**TASK INPUT**
##########

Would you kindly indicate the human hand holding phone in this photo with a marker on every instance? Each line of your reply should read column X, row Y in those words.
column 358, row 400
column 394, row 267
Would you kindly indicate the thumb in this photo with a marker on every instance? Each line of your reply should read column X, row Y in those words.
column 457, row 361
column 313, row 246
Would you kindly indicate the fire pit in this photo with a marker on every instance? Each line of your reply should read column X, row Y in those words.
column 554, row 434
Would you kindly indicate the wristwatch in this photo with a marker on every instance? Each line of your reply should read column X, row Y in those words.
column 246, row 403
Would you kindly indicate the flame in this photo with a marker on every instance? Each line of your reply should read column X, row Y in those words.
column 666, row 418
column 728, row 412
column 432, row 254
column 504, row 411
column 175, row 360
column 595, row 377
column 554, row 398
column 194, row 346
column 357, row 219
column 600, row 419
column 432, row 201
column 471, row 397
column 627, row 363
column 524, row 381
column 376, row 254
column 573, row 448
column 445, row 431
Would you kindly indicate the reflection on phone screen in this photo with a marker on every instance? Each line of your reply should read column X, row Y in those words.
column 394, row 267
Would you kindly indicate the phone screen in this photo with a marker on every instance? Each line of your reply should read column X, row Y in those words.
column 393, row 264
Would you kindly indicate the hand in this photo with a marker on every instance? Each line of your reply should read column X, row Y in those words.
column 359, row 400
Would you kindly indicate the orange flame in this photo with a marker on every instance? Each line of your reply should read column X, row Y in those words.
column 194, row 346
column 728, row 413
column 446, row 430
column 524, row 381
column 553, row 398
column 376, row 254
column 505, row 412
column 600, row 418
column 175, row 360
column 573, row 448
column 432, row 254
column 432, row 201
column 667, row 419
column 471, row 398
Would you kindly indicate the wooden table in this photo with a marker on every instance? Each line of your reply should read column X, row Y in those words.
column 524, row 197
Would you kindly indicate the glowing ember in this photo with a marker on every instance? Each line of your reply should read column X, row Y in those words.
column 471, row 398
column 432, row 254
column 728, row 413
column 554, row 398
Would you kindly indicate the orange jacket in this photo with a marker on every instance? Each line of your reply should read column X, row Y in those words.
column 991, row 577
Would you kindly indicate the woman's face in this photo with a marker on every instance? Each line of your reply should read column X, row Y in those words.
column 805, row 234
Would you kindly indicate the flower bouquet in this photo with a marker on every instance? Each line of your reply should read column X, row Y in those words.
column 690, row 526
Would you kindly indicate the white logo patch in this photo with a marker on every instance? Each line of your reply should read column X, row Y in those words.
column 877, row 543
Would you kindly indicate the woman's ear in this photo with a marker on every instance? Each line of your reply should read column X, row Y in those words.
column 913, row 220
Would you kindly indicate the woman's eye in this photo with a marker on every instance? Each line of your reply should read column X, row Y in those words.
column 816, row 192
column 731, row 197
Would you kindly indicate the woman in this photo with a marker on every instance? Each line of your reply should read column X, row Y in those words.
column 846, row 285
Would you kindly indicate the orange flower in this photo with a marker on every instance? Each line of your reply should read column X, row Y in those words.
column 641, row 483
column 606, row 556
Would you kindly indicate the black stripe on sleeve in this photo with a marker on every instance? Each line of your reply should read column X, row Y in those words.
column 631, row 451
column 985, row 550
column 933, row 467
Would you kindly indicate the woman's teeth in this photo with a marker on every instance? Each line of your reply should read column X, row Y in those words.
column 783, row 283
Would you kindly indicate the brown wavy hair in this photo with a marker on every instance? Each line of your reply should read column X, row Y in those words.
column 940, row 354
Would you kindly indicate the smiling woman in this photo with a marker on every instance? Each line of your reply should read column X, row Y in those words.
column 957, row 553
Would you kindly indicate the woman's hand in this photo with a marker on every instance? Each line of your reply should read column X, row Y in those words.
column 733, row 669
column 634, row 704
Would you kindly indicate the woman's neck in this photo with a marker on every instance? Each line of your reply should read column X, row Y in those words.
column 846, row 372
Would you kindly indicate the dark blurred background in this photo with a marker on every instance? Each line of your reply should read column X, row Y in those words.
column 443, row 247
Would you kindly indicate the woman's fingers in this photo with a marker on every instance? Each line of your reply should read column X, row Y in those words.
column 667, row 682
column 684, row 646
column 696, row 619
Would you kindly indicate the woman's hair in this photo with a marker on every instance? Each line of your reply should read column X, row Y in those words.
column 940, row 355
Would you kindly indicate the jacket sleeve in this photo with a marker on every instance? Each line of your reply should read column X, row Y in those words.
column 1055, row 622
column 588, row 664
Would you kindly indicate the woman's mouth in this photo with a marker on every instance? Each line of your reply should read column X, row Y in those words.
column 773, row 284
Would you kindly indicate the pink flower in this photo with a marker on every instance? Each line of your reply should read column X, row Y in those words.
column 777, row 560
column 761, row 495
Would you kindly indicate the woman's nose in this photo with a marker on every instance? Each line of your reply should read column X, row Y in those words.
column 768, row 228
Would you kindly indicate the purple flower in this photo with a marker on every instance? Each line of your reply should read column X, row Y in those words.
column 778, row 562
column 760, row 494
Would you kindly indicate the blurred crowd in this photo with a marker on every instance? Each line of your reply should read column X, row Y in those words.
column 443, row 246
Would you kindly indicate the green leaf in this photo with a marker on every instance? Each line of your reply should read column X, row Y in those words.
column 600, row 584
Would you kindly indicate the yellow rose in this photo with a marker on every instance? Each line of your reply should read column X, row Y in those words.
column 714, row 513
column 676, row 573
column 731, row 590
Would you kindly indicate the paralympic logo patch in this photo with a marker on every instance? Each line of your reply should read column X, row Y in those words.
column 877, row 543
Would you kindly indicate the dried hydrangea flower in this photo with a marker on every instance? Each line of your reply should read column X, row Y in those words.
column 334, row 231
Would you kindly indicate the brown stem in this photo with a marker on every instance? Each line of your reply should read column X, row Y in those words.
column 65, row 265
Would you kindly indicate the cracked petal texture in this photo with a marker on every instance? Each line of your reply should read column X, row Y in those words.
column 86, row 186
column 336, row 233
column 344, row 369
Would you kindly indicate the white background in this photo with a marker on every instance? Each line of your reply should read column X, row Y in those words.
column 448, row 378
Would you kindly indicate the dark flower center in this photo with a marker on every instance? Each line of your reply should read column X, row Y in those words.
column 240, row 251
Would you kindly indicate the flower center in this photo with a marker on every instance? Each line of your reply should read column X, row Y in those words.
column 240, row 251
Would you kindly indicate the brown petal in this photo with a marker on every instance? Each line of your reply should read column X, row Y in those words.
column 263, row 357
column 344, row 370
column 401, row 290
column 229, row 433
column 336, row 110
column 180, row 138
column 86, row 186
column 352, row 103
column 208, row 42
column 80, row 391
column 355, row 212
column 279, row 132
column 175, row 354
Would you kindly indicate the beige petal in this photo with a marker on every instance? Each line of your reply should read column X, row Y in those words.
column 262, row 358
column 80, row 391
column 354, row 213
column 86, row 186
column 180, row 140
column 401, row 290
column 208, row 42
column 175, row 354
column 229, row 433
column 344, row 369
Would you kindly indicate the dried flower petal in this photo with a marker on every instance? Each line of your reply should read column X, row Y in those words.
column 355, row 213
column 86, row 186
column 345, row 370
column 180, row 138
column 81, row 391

##########

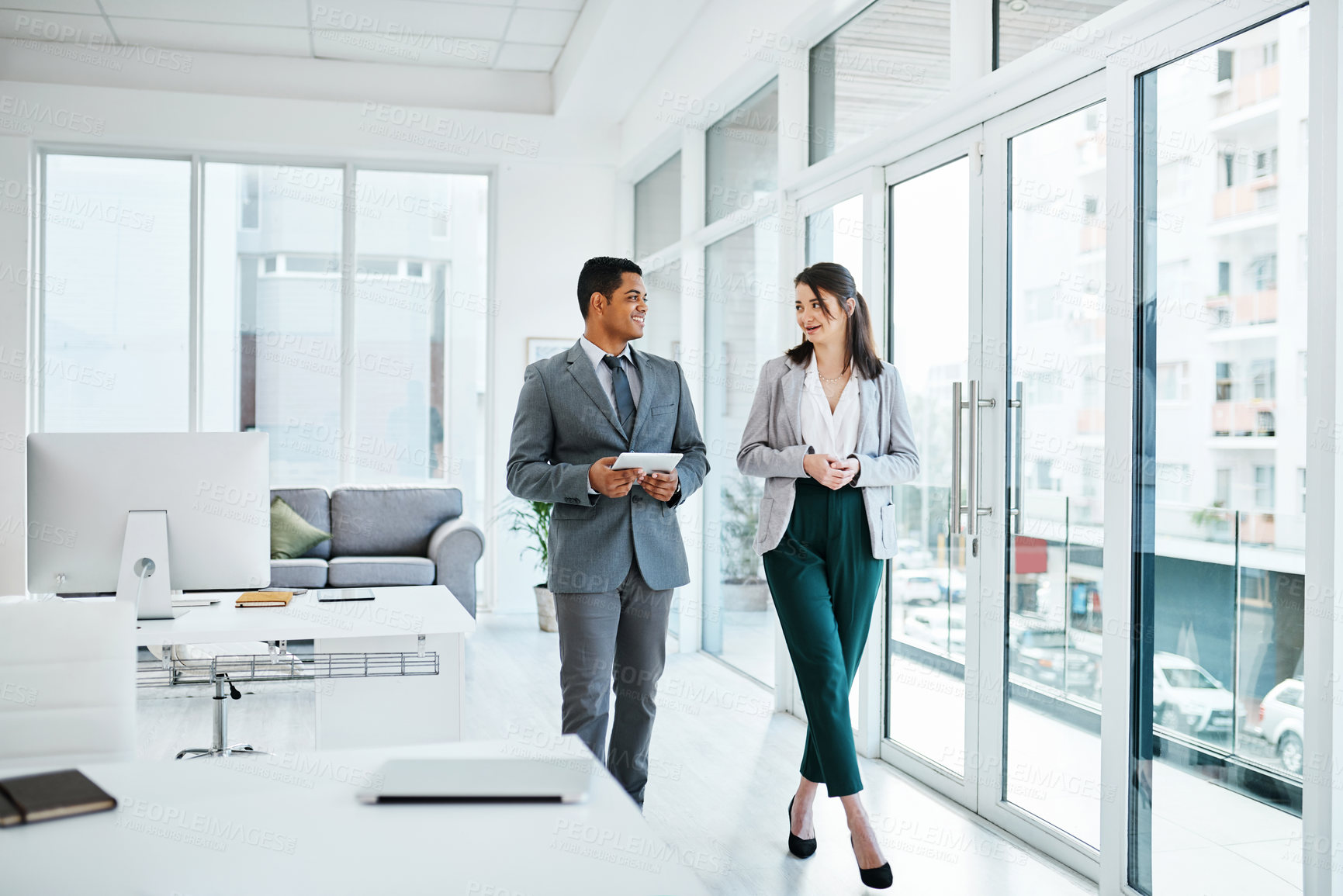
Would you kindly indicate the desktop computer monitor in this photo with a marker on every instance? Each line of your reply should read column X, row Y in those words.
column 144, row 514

##########

**YOUR INSTRUCTIONS**
Copy the lines of the records word for word, beginning with the line containing "Would you kindly indicate the dried flower" and continuing through the line containing "column 81, row 391".

**RESPONSE TO THE TASK**
Would you kindly indicate the dried flower petal in this photo with a marker on every instance? Each line of your reply should read column X, row Y in those words.
column 355, row 213
column 86, row 186
column 345, row 370
column 180, row 138
column 81, row 391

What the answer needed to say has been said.